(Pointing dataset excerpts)
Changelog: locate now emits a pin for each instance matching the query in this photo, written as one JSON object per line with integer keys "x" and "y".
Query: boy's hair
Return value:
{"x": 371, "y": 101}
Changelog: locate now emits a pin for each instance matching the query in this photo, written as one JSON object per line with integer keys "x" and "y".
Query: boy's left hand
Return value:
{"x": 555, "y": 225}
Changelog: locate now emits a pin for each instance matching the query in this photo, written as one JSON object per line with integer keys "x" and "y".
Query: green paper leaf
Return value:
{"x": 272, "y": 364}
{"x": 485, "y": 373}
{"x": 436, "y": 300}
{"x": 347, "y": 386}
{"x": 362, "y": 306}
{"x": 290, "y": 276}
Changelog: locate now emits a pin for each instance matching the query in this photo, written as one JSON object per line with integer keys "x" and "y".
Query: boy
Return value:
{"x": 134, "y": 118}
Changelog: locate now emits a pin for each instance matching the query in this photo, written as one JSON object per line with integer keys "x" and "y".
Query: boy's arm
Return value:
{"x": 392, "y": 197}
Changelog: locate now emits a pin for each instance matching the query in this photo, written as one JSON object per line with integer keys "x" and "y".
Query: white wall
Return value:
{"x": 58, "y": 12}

§ **PROBLEM TO WORK ON**: Print each of the entries above verbatim, from the first through the last.

§ **THE COMPLETED TASK**:
Changelog: locate now emits a pin for each instance matching the query in this photo, written as one JSON object per line with integer keys "x" and "y".
Query: boy's hair
Return value:
{"x": 371, "y": 101}
Changelog: locate now emits a pin for each instance matching the query in this photo, written as one JSON object per line with integer keys "x" and "y".
Query: boy's left hand
Return value:
{"x": 555, "y": 225}
Changelog: locate now emits a pin for each instance matching the query in this photo, written as one JSON object per line with integer keys "x" and "y".
Query: green paper leaf
Return value:
{"x": 272, "y": 364}
{"x": 485, "y": 373}
{"x": 436, "y": 300}
{"x": 347, "y": 386}
{"x": 362, "y": 306}
{"x": 290, "y": 276}
Changelog: locate now emits a pin for each instance matching the query in this photo, written as one JSON object per line with integer keys "x" and "y".
Query: boy
Return value:
{"x": 134, "y": 118}
Changelog: locate now emits a pin for each instance matching the query in this photo, written as one JSON object per line with integer keys "x" and "y".
Query: boy's arm
Return value:
{"x": 392, "y": 197}
Changelog: locate now emits a pin for each instance matching the query in this photo, written as one JSON object per line with integer keys "x" and "y".
Query: white wall
Return value:
{"x": 58, "y": 12}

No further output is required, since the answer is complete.